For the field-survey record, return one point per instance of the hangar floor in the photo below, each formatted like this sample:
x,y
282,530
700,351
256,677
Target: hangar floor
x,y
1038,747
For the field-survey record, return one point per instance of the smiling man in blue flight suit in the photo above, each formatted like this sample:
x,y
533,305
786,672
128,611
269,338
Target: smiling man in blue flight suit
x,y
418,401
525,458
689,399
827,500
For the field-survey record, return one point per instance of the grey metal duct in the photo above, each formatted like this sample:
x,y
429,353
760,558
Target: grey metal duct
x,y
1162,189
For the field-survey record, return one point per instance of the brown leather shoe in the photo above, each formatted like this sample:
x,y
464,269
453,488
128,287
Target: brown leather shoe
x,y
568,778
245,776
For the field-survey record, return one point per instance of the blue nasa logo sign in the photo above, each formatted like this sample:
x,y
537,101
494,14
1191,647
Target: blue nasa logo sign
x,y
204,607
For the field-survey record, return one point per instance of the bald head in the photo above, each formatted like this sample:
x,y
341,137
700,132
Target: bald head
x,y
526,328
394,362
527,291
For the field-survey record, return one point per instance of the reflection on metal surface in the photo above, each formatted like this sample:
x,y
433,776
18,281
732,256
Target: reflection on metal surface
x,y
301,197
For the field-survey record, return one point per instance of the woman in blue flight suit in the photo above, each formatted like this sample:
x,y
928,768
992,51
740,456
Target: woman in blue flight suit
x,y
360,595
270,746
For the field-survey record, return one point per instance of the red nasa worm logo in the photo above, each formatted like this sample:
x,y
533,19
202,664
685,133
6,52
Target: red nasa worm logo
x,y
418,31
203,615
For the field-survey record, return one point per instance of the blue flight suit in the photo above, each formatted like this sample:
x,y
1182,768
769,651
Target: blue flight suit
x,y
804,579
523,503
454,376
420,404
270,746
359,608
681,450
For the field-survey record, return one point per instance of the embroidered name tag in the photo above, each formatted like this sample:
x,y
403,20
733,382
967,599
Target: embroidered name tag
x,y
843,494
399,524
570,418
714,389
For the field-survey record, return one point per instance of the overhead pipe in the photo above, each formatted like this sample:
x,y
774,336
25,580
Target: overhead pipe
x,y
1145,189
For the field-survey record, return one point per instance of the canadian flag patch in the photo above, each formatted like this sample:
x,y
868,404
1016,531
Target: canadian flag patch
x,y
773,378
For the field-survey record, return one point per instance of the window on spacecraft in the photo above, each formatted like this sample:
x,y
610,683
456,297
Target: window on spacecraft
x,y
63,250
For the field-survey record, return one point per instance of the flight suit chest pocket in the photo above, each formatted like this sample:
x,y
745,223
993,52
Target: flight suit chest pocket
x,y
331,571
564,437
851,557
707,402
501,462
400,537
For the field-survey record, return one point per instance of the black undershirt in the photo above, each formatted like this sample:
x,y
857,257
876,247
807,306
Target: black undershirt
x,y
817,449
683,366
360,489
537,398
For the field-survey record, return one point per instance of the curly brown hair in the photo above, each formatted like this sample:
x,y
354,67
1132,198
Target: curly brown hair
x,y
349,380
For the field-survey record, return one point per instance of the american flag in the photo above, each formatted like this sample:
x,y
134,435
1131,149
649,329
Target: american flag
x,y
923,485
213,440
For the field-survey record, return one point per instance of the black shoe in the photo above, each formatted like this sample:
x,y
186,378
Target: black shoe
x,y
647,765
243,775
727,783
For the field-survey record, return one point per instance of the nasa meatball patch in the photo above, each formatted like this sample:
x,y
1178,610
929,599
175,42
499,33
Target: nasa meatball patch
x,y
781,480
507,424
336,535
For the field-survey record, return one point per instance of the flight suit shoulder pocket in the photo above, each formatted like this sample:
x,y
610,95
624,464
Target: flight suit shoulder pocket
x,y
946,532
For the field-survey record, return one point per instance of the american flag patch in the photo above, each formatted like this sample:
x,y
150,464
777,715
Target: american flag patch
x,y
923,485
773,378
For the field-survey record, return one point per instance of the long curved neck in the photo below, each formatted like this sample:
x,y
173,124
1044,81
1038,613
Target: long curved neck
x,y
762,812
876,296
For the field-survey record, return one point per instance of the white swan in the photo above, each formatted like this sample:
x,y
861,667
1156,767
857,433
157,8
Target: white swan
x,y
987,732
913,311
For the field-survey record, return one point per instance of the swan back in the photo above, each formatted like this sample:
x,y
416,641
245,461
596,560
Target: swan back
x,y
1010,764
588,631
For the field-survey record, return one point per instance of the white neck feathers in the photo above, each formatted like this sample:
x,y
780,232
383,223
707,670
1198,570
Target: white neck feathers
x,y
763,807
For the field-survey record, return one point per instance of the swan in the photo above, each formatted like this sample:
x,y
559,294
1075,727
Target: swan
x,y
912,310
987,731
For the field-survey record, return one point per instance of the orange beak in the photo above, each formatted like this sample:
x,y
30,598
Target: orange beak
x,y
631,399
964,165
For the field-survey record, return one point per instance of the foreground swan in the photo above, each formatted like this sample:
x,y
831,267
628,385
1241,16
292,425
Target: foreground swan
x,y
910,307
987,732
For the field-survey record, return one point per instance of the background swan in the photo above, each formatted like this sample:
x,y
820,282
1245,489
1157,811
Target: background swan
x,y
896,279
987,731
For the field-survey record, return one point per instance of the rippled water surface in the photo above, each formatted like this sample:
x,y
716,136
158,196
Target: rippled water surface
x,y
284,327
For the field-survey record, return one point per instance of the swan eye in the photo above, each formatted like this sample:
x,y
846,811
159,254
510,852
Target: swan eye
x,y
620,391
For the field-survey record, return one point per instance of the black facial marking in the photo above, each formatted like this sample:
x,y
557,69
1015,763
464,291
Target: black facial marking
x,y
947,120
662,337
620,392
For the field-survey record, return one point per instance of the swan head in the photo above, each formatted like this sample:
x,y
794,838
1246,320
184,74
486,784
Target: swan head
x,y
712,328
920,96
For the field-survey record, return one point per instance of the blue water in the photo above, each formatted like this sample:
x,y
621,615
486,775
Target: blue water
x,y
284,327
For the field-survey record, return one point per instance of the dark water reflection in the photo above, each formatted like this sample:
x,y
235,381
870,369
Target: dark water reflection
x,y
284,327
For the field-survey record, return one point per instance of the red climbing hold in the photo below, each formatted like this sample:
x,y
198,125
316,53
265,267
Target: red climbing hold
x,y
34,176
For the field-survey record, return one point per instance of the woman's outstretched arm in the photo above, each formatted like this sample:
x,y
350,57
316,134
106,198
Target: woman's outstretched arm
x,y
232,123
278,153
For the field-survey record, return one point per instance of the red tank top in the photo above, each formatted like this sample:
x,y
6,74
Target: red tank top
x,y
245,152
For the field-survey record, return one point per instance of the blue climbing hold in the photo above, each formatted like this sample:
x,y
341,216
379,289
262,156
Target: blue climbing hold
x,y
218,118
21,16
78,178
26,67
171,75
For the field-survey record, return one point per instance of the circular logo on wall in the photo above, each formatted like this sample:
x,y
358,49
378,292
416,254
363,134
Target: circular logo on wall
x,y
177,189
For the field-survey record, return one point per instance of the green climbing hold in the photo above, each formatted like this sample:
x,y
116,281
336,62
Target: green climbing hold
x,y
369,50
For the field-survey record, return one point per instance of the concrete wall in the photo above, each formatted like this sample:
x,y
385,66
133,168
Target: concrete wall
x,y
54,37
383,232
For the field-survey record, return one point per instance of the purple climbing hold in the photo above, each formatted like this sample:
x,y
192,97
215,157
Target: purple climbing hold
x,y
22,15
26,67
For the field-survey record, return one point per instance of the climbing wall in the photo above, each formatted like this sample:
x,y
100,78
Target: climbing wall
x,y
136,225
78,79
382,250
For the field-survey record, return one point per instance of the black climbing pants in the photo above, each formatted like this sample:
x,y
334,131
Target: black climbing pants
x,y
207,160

★ ★ ★ ★ ★

To do
Write down the entries above again. Copy them word for word.

Result
For the field-survey record, return one point per instance of the hangar floor in the photo below, each formatted like this sample:
x,y
282,530
700,351
256,677
Target: hangar floor
x,y
1038,747
For the field-survey record, return one point per instance of the smiling man in blue flight suit in the photo above, each formatted like this sample:
x,y
533,305
786,672
128,611
269,338
Target: smiling man in blue flight suit
x,y
418,401
525,458
689,399
827,500
For the field-survey record, return one point per instance of the grey metal duct in the photo above, each formatted like this sample:
x,y
429,353
760,558
Target: grey metal duct
x,y
1162,189
For the field-survey record, return one point per instance of the brown leather shoe in the photo above, each formatted like this sample:
x,y
464,269
453,488
128,287
Target: brown leather shoe
x,y
568,778
245,776
For the field-survey record, return one point per instance of the blue nasa logo sign in the photo above, each formatted like this sample:
x,y
537,101
494,14
1191,647
Target: blue nasa logo sign
x,y
204,607
For the field-survey record, return one point per instance of the bald head in the photo above, each formatted like this sample:
x,y
341,137
700,132
Target: bald head
x,y
526,328
394,362
527,291
For the field-survey record, return one point per instance of the reflection on metal surface in the photo above, each formatted like this sample:
x,y
433,776
18,281
732,256
Target: reflection on metal surface
x,y
301,197
For the field-survey record, return one point per instance of the woman in blue flight suit in the photo above, each formatted like this sample:
x,y
928,768
992,51
740,456
Target: woman in blue flight suit
x,y
360,595
270,746
For the field-survey record, return one point per instance of the red nasa worm logo in the photo above, each formatted like this sample:
x,y
533,19
202,664
685,133
6,52
Target: red nasa worm logo
x,y
418,31
203,615
For the field-survey record, return one point per instance of the blue flight suit in the photo above, each formatted like this sample:
x,y
1182,768
769,651
Target: blue flight suit
x,y
804,579
523,503
454,376
420,404
270,746
359,608
681,450
For the field-survey record, return one point per instance of the embroidered name tag in the photo above, each formatted like this sample:
x,y
403,20
733,382
967,599
Target: embroidered name tag
x,y
843,494
399,524
570,418
714,389
For the field-survey record, return one point per instance of the overhead pipe in the photo above, each formatted like this sample:
x,y
774,336
25,580
Target: overhead pipe
x,y
1145,189
For the field-survey record, return one point per instance of the canadian flag patch in the photo above, each formatted like this sample:
x,y
868,404
1016,531
Target: canadian flag patch
x,y
773,378
For the field-survey record, return one point per instance of the window on spacecraft in the photo above, each formatted like this sample:
x,y
610,683
456,297
Target: window on spacecraft
x,y
63,250
For the field-survey record, return one point per instance of the flight suit chest pocket in the photo above, each formatted like this sample:
x,y
745,223
993,52
Target: flight suit chest pocket
x,y
331,571
564,437
851,557
707,402
501,462
400,537
For the field-survey record, return one point per instance of the black undershirt in the photo above, each formatted like this sample:
x,y
857,257
876,247
807,306
Target: black undershirt
x,y
817,449
683,366
360,489
537,398
For the field-survey record, return one point per instance of the curly brown hair in the photo above, each formatted like this sample:
x,y
354,67
1132,198
Target: curly brown hair
x,y
349,380
For the field-survey record, return one point per instance of the american flag in the photo above, each formatted like this sample:
x,y
134,435
1131,149
649,329
Target: american flag
x,y
923,485
213,440
For the field-survey record, return one point per instance of the black shoe in the photo above, each formatted like this sample:
x,y
186,378
Target: black shoe
x,y
647,765
243,775
727,783
For the field-survey record, return one point per instance of the nasa meatball patch in the photo above, each formatted like this sample:
x,y
1178,610
929,599
175,42
499,33
Target: nasa meatball patch
x,y
781,480
507,424
336,535
For the field-survey record, return one point per instance of the flight suit shoulder pocket in the photo above, each formatted like this sample:
x,y
610,95
624,464
Target: flight suit shoulder pocket
x,y
946,532
For the field-survey record, return one point per instance of the american flag patch in the photo above, each formatted like this sample:
x,y
150,464
777,715
Target: american flag patch
x,y
923,485
773,378
For the field-survey record, return one point per instance of the long curved neck in the photo below, each formatted like this sample:
x,y
173,124
1044,81
1038,613
Target: long curved neck
x,y
762,812
876,296
For the field-survey record, return one point per instance of the white swan in the photo above, each formatted like this sample:
x,y
861,667
1156,767
857,433
157,8
Target: white swan
x,y
987,732
913,311
For the field-survey record, return one point per instance of the swan back in the photo above, each formatted like this sample:
x,y
416,641
245,461
596,560
Target: swan back
x,y
1010,764
588,631
For the field-survey record, return one point per instance of the white neck feathers in the photo above, each formatted like this sample:
x,y
780,232
383,223
707,670
1198,570
Target: white neck feathers
x,y
763,807
For the field-survey record, return one point per instance of the swan in the photo above, each formatted like this sample:
x,y
559,294
1075,727
Target: swan
x,y
912,310
987,731
For the field-survey record, return one point per instance of the orange beak in the photo above, each formatted like this sample:
x,y
30,598
Target: orange beak
x,y
631,399
964,165
For the field-survey record, return one point per instance of the foreground swan in the photo above, each formatted like this sample:
x,y
831,267
628,385
1241,16
292,425
Target: foreground swan
x,y
910,307
987,732
For the field-survey record, return one point per instance of the background swan in the photo above, each formatted like this sample:
x,y
820,282
1245,489
1157,811
Target: background swan
x,y
896,279
987,731
For the field-survey record, return one point per instance of the rippled water surface in the photo above, each formatted like this sample:
x,y
716,136
158,196
Target: rippled water surface
x,y
284,327
For the field-survey record, return one point per instance of the swan eye in the photo above, each formatted like this sample:
x,y
846,811
159,254
510,852
Target: swan eye
x,y
620,391
For the field-survey record, return one point per instance of the black facial marking in the photo above, each formatted like this sample:
x,y
557,69
1015,763
464,291
Target: black facial marking
x,y
947,120
662,337
620,392
For the field-survey record, return one point per instance of the swan head in the photo above, each formatted like this sample:
x,y
794,838
1246,320
184,74
486,784
Target: swan head
x,y
712,328
920,96
For the field-survey record, return one point per instance of the blue water in the photo above, each formatted like this sample:
x,y
621,615
486,775
Target: blue water
x,y
284,327
For the field-survey record, return one point per instance of the dark water reflection in the photo above, each formatted like this sample:
x,y
235,381
870,369
Target: dark water reflection
x,y
284,327
For the field-survey record, return one point per instance of the red climbing hold in the photo below, each formatted like this sample:
x,y
198,125
316,53
265,267
Target: red climbing hold
x,y
34,176
For the field-survey record, return one point per instance of the woman's outstretched arm in the photo above, each formatted like this sample:
x,y
350,57
316,134
106,198
Target: woman's outstretched arm
x,y
232,123
278,153
For the field-survey record, return one point per instance of the red tank top in the photo above, each formatted like this sample:
x,y
6,74
Target: red tank top
x,y
245,152
For the field-survey record, return one point per instance of the blue climbing hold in the photo above, each formatted like this sample:
x,y
341,216
379,289
262,156
Target: blue climbing hold
x,y
218,118
21,16
78,178
26,67
171,75
For the field-survey record, return one point per instance of the circular logo on wall in the photo above, each formatted like this sample:
x,y
358,49
378,292
416,254
363,134
Target: circular logo on wall
x,y
177,189
For the field-survey record, return one point per instance of the green climbing hold in the photo above, each formatted like this sample:
x,y
116,281
336,62
Target: green climbing hold
x,y
369,50
For the field-survey record, return one point per instance of the concrete wall in the photo above, each formatted like this sample:
x,y
385,66
133,168
Target: concrete wall
x,y
54,37
383,232
For the field-survey record, return one point per instance of the purple climbing hold in the photo above, each formatted like this sample:
x,y
192,97
215,157
Target: purple climbing hold
x,y
22,15
26,67
For the field-survey record, return one point per instance of the climbing wall in the photo above, each formatted like this sample:
x,y
100,78
Target: climbing wall
x,y
136,225
78,79
382,250
For the field-survey record, return one point per instance of the black climbing pants in the photo above, each formatted like this sample:
x,y
334,131
Target: black climbing pants
x,y
207,160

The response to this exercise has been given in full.